§ **記事**
________________________________________
経営ビジョン

当社は、「知・時空間情報の創造により人びとの生活に貢献します」という企業理念のもと、当社の事業基盤である地図データベース技術の進化と保有する情報の活用により顧客のDXを推進し、社会的価値創出を目指しています。

当社グループを取り巻く環境は、AI・ビッグデータ・5G・CASE・クラウドサービスなどの技術進展により目まぐるしく変化しています。位置情報関連サービスのニーズも、高度化・多様化しながら拡大し続けており、社会課題の解決においてもその重要性が増しています。一方で、ヒト・モノ・コトが複雑に繋がるネットワーク社会の発展に伴い、世の中には数多くの情報が流通し、必要な情報を正しく素早く手に入れることがますます難しくなっています。このような環境の中、当社グループのコアコンピタンスである情報収集力とデータ整備技術により、位置情報を価値ある社会インフラとして整備し、容易に利活用できる環境を提供することで、顧客のDXを推進し、ビジネス課題や社会課題の解決に貢献するとともに、顧客価値の継続的向上に取り組むことが、当社グループのミッションであり、社会からも期待されている役割だと認識しています。

社会インフラとしての時空間情報の創造と活用によるDXで、ビジネス支援、社会課題の解決に貢献

将来的には現実世界のあらゆる情報をリアルタイムで収集し、現実世界を仮想空間に再現する「デジタルツイン」の実現 など、変化する社会の要求に迅速に対応し、企業価値向上とサステナブルな社会の実現に貢献する事業基盤及び市場環境の変化に対応した新たなビジネスモデルの構築を目指しています。
________________________________________
§ **掲載行一覧**

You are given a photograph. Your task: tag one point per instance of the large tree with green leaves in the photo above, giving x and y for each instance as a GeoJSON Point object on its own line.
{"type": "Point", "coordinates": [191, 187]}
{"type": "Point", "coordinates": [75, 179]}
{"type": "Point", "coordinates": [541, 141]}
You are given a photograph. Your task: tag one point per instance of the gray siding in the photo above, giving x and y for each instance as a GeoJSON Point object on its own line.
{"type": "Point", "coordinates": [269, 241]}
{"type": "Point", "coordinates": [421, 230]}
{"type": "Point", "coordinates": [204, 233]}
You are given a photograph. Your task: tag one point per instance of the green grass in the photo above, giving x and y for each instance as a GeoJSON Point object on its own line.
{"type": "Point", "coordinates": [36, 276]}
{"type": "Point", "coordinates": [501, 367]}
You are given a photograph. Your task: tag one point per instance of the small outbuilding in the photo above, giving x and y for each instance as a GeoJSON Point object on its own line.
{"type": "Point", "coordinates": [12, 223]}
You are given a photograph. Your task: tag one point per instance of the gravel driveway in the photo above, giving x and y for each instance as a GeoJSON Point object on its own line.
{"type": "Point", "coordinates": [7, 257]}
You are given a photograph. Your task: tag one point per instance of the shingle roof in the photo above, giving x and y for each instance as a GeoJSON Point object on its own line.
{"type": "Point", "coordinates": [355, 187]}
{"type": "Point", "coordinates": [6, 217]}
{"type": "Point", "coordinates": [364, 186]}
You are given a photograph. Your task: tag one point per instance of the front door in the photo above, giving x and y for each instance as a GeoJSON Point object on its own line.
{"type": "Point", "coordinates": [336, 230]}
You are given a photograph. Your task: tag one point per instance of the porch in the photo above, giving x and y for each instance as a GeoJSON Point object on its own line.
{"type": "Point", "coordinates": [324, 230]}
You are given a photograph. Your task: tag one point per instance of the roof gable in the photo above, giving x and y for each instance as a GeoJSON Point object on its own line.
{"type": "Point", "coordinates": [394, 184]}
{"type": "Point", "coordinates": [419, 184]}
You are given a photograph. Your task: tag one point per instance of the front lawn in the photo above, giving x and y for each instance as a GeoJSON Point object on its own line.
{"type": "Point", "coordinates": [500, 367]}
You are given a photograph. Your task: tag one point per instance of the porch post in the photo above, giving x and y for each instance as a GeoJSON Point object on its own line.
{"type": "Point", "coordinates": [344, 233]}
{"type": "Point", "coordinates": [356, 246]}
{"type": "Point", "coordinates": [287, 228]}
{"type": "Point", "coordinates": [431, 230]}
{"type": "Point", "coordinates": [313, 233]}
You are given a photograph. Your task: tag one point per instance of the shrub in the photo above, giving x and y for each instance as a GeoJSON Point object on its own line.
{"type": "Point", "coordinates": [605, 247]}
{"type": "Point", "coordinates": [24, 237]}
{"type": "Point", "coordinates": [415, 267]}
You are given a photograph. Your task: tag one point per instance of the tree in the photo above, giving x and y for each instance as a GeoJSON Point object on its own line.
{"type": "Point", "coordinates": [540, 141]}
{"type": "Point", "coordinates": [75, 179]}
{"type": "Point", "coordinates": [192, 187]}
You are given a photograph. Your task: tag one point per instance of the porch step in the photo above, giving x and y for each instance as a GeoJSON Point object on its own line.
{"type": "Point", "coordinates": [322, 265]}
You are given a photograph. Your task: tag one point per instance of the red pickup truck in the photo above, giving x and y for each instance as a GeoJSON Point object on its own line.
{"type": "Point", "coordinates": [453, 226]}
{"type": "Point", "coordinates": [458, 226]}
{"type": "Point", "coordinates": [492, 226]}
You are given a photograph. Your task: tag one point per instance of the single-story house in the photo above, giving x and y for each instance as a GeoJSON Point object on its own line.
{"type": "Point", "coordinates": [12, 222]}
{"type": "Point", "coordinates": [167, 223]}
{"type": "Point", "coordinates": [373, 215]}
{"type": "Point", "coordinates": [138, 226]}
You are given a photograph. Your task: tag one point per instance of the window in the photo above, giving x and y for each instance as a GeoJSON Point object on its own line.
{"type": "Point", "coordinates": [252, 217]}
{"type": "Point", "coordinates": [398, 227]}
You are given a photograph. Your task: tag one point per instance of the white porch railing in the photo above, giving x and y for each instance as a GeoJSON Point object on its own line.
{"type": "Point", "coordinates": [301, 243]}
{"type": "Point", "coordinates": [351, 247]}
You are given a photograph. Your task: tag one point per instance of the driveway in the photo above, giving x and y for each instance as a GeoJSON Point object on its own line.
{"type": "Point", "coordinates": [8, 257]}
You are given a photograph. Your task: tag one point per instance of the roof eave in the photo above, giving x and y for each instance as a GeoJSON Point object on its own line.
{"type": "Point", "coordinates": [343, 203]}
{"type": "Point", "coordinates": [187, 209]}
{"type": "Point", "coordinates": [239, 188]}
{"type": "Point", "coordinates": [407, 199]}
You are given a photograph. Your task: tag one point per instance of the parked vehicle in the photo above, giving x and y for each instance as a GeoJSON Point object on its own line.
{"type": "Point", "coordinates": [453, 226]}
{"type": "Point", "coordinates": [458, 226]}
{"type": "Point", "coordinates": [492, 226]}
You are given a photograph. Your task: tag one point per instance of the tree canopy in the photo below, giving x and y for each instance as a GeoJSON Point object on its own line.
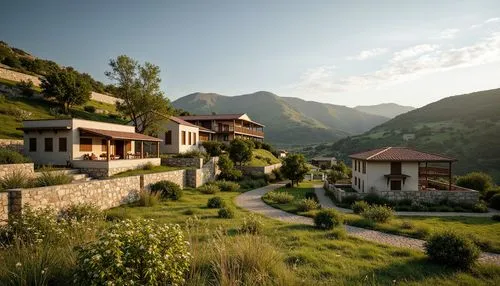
________________________________________
経営ビジョンを述べた記事を、最後の文の後から書き進めてください。

§ **作業結果**
DX戦略

中長期経営計画

当社は保有する地図関連データベースを活用することで顧客のDXを支援し、社会・企業課題を解決することを事業の柱としているため、DX戦略は当社の事業戦略そのものと捉えており、経営ビジョンを具現化し、ミッションを実行するための「中長期経営計画「ZENRIN GROWTH PLAN 2025(以下、ZGP25)」(2020年3月期~2025年3月期)」を策定しています。
ZGP25では『ネットワーク社会における「量と質」の最適化』を基本方針とし、世の中に流通する膨大な情報を人々の多様化するニーズに合わせて適時に提供(=当社の介入により情報を最適化)することによる顧客価値向上に取り組んでいます。

また、この取り組みを価値創造のプロセスの中で継続的に実行し、ZGP25の目標を達成するために、DX推進を軸として、特に以下の事項を戦略として強化しています。

  • 事業基盤「ZENRIN Information Platform(ZIP)」の継続的進化
  • DXによる社内業務改革
  • 上記をスピードをもって実現するための経営基盤である人財開発と組織構築

ビジネスとしてのDX戦略

ZGP25ではビジネスを5つの事業区分に分け、それぞれの方針・戦略を策定しています。全ての事業において、事業基盤であるZIPを活用して顧客のDXを推進し、顧客価値の最大化に取り組んでいます。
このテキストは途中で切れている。